▶ _Exercises_:
**1)** Rewrite the passage on VOIP and cell phones between "Exactly isn't that" and "work or home.", inclusive, replacing "cell phones" with "mobile phones".
**2)** Reproduce the records exactly, from the line containing "Reviewer note: confirm that every instance of the car windshield" through the last line of the records, inclusive.

▶ _Text shown_:
Exactly isn't that what cell phones are for?
That was my point - additionally Scott was talking about his provider providing VOIP on the device when the device couldn't get good cellular single, but he was only offering assured good cellular signal when he was at specific known good locations, i.e. work or home.
My suggestion of the Asterisk was the wrong approach because Scott's right, people want a single device that works everywhere, and t-mobile is working to provide that by providing the VOIP solution to their service. My retort is that VOIP doesn't solve the real problem, sure it solves it if you have bad cellular connections at home and or work, but those places are places that provide many options to you already since you're in a known static location.... That is why I asked about using VOIP in places like Starbucks.. that's when the use of VOIP would be extremely good to have, because if the normal cellular network doesn't work, and the VOIP network doesn't work at Starbucks either.. then you're just SOL and not connected, i.e. no better off.

▶ _Records from a data collection_:

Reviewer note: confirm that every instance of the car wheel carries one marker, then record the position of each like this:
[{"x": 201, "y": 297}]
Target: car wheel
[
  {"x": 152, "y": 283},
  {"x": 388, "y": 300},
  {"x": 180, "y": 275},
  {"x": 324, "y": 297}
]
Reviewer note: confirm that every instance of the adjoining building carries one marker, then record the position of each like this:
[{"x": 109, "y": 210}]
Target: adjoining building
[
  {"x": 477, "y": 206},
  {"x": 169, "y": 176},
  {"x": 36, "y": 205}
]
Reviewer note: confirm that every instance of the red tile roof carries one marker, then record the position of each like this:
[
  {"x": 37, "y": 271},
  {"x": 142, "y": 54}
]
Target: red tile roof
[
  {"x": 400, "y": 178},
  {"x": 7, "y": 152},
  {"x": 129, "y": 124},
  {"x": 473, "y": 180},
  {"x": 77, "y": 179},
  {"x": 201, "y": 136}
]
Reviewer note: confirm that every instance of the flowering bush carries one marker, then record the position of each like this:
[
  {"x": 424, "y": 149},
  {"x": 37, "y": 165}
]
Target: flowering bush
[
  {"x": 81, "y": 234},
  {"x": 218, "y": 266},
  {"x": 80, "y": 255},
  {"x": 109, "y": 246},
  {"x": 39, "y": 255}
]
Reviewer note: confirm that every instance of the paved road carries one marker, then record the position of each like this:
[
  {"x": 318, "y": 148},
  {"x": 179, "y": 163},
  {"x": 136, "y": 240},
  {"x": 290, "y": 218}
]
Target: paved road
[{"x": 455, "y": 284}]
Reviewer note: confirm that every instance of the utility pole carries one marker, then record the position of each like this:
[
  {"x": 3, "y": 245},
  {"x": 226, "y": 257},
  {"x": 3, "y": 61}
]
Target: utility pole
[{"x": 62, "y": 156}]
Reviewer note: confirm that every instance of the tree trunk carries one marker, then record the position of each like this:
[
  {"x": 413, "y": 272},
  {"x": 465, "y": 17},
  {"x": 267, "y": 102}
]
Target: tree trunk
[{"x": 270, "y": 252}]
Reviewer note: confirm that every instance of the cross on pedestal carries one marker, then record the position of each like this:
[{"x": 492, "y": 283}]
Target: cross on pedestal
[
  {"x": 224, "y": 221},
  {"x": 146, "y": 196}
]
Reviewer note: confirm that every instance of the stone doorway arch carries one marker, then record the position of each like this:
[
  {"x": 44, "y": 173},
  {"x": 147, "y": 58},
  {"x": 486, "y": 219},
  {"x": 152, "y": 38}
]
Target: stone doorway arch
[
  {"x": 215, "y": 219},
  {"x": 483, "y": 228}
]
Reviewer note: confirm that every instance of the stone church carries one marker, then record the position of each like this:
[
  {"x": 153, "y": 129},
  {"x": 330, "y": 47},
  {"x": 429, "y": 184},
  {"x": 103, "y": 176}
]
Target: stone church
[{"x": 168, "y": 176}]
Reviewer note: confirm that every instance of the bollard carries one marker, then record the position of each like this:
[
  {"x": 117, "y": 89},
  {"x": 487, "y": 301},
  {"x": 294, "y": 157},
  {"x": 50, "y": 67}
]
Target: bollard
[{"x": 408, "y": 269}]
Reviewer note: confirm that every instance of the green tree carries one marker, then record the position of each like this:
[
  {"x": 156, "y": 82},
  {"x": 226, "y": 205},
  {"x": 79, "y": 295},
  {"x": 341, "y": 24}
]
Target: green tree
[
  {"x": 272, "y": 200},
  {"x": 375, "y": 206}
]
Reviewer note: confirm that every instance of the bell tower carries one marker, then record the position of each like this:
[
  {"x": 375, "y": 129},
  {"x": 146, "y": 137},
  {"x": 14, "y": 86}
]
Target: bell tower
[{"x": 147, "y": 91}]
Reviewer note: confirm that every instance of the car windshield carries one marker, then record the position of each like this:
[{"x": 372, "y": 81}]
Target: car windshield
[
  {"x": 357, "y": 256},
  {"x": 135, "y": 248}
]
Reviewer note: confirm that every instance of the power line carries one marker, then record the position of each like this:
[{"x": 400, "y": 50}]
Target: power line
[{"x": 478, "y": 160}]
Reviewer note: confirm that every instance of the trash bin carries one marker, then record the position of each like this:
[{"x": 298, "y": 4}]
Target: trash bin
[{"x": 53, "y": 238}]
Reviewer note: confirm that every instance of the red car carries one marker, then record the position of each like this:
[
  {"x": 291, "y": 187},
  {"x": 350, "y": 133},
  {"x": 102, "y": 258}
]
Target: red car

▶ _Task-by-task answers_:
**1)**
Exactly isn't that what mobile phones are for?
That was my point - additionally Scott was talking about his provider providing VOIP on the device when the device couldn't get good cellular single, but he was only offering assured good cellular signal when he was at specific known good locations, i.e. work or home.

**2)**
Reviewer note: confirm that every instance of the car windshield carries one marker, then record the position of each like this:
[{"x": 372, "y": 81}]
Target: car windshield
[
  {"x": 357, "y": 256},
  {"x": 135, "y": 248}
]
Reviewer note: confirm that every instance of the power line carries one marker, then record the position of each like this:
[{"x": 400, "y": 50}]
Target: power line
[{"x": 478, "y": 160}]
Reviewer note: confirm that every instance of the trash bin carries one marker, then record the position of each like this:
[{"x": 298, "y": 4}]
Target: trash bin
[{"x": 53, "y": 238}]
Reviewer note: confirm that every instance of the red car carries one marker, then record the position of each like this:
[
  {"x": 291, "y": 187},
  {"x": 350, "y": 133},
  {"x": 102, "y": 258}
]
Target: red car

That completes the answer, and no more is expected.